__CHALLENGES__:
[1] In the market commentary, which fund represents high yield bonds?
[2] Retype the market commentary word for word from "- The second" to "tight sideways range.".

__TEXT SEGMENT__:
+ + + +

There are a number of important, broad market developments underway, and we’re going to use today’s letter to draw your attention to them.
- The first is found in the bond market, where the divergence between the price of the riskiest instruments is running entirely at odds with that of the safest.
- The second involves the relationship between the U.S. Dollar and the commodities complex, an inter-market comparison that has a number of important ramifications for market watchers.
- And finally, we take a look at the transport sector, an index that has important stand-alone value for those attempting to understand market direction.
Taken together, we hope our analysis of the above three items will provide you with a confident understanding of exactly where we stand today and where we’re headed over the intermediate term.
All right. We start with the fixed income sector, where high yield (junk) bonds have been flying, and the long bond – among the safest of all interest bearing instruments – has been stuck in a tight sideways range.
Have a look first at high yield, as represented by the iShares iBoxx High Yield Corporate Bond ETF (NYSE:HYG) –
Straight line profits.
Here, it’s clear that folks are on a risk buying bonanza. Much of this has to do with the recovery in oil prices. As volatile as they may be today, they’re nowhere near where they were in 2015, when plummeting crude forced many poorly capitalized outfits in the oil patch to either miss their junk bond payments or come frighteningly close to doing so.
Since then, of course, oil has stabilized and high yield has taken off.
The chart above shows price trending above all her moving averages, and all the MAs themselves in the process of unfurling higher. It could be a couple of months before that process is complete, but it’s certainly an indicator that risk appetite is growing and therefore bodes well for equities.
On the Other Hand…
In contrast to that, the iShares 20+ Year Treasury Bond ETF (NYSE:TLT) is showing signs of fatigue.
Here’s the last half year for the long bond –
As we note on the chart, a six week pennant has emerged (in red) that looks ripe for a breakout at any moment. Which way the break will occur is not easy to determine because 1) the pennant is a continuation pattern, and 2) we’re not certain if the current action is still part of the former uptrend, or whether a new downtrend began after the early July peak. We’d be happy to get your opinion on that one.
In the meantime, both RSI and MACD (in blue) are hugging their respective waterlines in what looks like an EKG flatline, pushing us to speculate that we’ll shortly see some selling momentum.
So is the long bond dead?

+ + + +

__COLLECTED DATA__:
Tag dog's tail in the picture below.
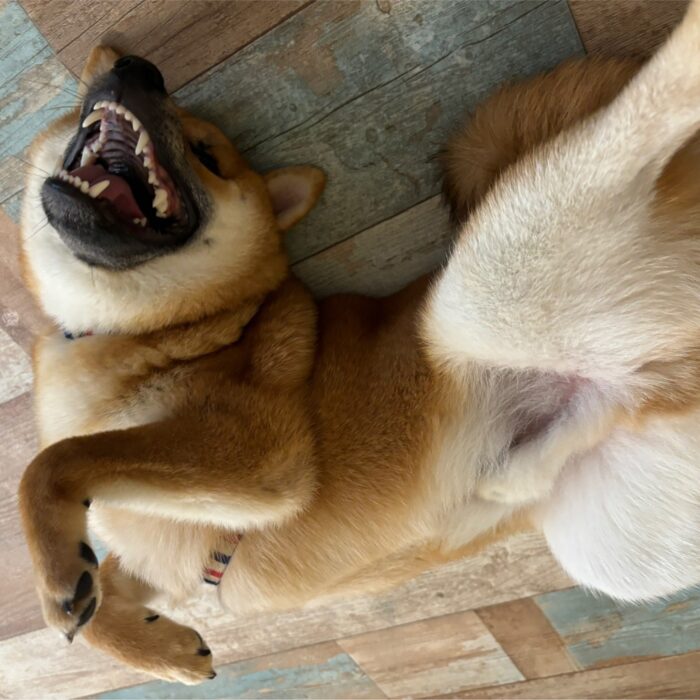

+ + + +

__RESULTS BY TASK__:
[1] The iShares iBoxx High Yield Corporate Bond ETF (NYSE:HYG).

[2]
- The second involves the relationship between the U.S. Dollar and the commodities complex, an inter-market comparison that has a number of important ramifications for market watchers.
- And finally, we take a look at the transport sector, an index that has important stand-alone value for those attempting to understand market direction.
Taken together, we hope our analysis of the above three items will provide you with a confident understanding of exactly where we stand today and where we’re headed over the intermediate term.
All right. We start with the fixed income sector, where high yield (junk) bonds have been flying, and the long bond – among the safest of all interest bearing instruments – has been stuck in a tight sideways range.